■ **Instruction**
Return, word for word, every line that follows.

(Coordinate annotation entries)

— BEGIN —

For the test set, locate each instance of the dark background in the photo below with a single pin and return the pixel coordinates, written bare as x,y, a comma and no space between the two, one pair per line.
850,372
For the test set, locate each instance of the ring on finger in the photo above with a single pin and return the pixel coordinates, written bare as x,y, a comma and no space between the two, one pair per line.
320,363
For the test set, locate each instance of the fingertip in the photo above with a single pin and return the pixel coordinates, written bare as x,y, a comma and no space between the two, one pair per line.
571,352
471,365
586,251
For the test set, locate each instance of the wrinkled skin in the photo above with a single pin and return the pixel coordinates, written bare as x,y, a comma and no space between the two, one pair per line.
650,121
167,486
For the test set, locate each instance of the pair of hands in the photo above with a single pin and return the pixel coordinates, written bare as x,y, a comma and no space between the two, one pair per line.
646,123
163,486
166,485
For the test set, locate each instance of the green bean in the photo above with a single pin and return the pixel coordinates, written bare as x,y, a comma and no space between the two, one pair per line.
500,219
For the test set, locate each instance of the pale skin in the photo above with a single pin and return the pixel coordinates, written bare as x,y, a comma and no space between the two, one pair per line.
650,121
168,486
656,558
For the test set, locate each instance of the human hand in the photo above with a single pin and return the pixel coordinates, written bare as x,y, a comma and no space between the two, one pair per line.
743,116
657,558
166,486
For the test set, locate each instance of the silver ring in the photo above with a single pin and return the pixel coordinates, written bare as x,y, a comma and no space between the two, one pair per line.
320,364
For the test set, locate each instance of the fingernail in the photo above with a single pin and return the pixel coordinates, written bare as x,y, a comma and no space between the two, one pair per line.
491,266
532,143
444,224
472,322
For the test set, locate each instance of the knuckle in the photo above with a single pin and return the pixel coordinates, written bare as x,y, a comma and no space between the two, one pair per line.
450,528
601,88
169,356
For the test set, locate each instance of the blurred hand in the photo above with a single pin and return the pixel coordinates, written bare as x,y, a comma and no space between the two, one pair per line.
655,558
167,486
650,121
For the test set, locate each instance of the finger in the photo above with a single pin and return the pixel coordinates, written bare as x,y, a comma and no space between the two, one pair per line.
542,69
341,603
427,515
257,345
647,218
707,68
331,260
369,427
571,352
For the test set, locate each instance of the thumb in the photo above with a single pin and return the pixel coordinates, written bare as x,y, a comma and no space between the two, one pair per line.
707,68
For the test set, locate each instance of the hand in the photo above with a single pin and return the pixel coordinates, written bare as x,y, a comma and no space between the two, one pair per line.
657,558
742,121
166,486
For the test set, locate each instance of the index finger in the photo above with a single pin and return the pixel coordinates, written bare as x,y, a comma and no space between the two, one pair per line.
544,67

— END —

■ **Task answer**
For the test set, locate each instance of the dark background in the photo below with a single pin and return the pixel coordinates, written bare as x,y, a comma and no space between the two, one pair per line.
850,372
For the test set, locate each instance of the ring on finger in the photo above with a single pin and return the pixel coordinates, written bare as x,y, a comma and no space between the two, one pair per line.
320,363
For the test set, locate each instance of the fingertip in the photo above with a single pin and return the pixel coordinates, written bare as x,y, a comma and no space between the two, one pair per line.
571,352
471,365
586,251
For the test set, locate each instance of the wrinkled skin in the photo above with a single pin and return the pixel coordinates, written bare as x,y, a comma and no space between the two, one pair per line.
650,121
167,486
For the test set, locate each instance of the pair of hands in the photo above with a single pin and return the pixel coordinates, written bare as x,y, a comma and no space between the two, one pair per line.
646,123
163,486
166,485
For the test set, locate each instance of the green bean in the photo above with a single pin and return the pixel coordinates, written bare as x,y, a comma and no space between the two, one pair per line.
500,219
For the test set, locate each instance of the pale skin in the photo above with a single pin and return the pixel coordinates, written bare as x,y, a comma and no space between the two, one pair per line.
650,121
168,486
656,558
For the test set, locate each instance of the human hand in the photo above with a single pin and return the pixel coordinates, written bare as x,y, a comma and no space between the two, one pair per line.
743,116
657,558
166,486
For the test set, locate each instance of the silver ring in the photo above with a single pin and return the pixel coordinates, written bare as x,y, a comma and no space between the two, one pair per line.
320,364
For the test set, locate each instance of the fingernail in the photo above with a single pin and return the pixel coordinates, written bare as x,y, a comma and no space between the two, one pair per line.
491,266
532,143
444,224
472,322
For the test set, locate each instance of the knuckle in the photo above with a single pin and return the pixel coordinates, written bare as x,y, a comma and no space between the two, one pair per line.
450,528
601,88
169,356
For the test set, locate each instance of the blurred hand in the photo above with a single pin and return the pixel coordinates, written bare as x,y, a comma and no space between the two, one pair per line.
655,558
167,486
650,121
For the test set, locate each instance of the finger in the photo above with a single pin and return the pixel coordinates, written bare as x,y, a comma and no space between the two, one pair per line.
542,69
341,603
427,515
257,345
647,218
707,68
331,260
369,427
571,352
For the test set, locate each instance of the thumb in the photo above with a single pin and return the pixel coordinates, written bare as x,y, a comma and no space between the two, one pair per line.
707,68
For the test set, locate each instance of the hand in the photo above with a single pin and return the pixel coordinates, written bare as x,y, a comma and no space between the two, one pair per line.
657,558
742,121
166,486
For the test set, locate each instance of the index finger in the photo above with a single pin and return the pixel coordinates, written bare as x,y, a comma and no space between the two, one pair per line.
544,67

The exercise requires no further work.